[Dataset extract — start]

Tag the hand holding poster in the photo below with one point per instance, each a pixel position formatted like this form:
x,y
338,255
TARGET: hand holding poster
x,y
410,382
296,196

[Dataset extract — finish]

** What this task involves **
Reproduce each entry above character for character.

** Result of the task **
Tag the hand holding poster in the photo below with one point per instance, each a pixel position formatted like this form:
x,y
338,255
TARGET: hand holding poster
x,y
410,382
296,196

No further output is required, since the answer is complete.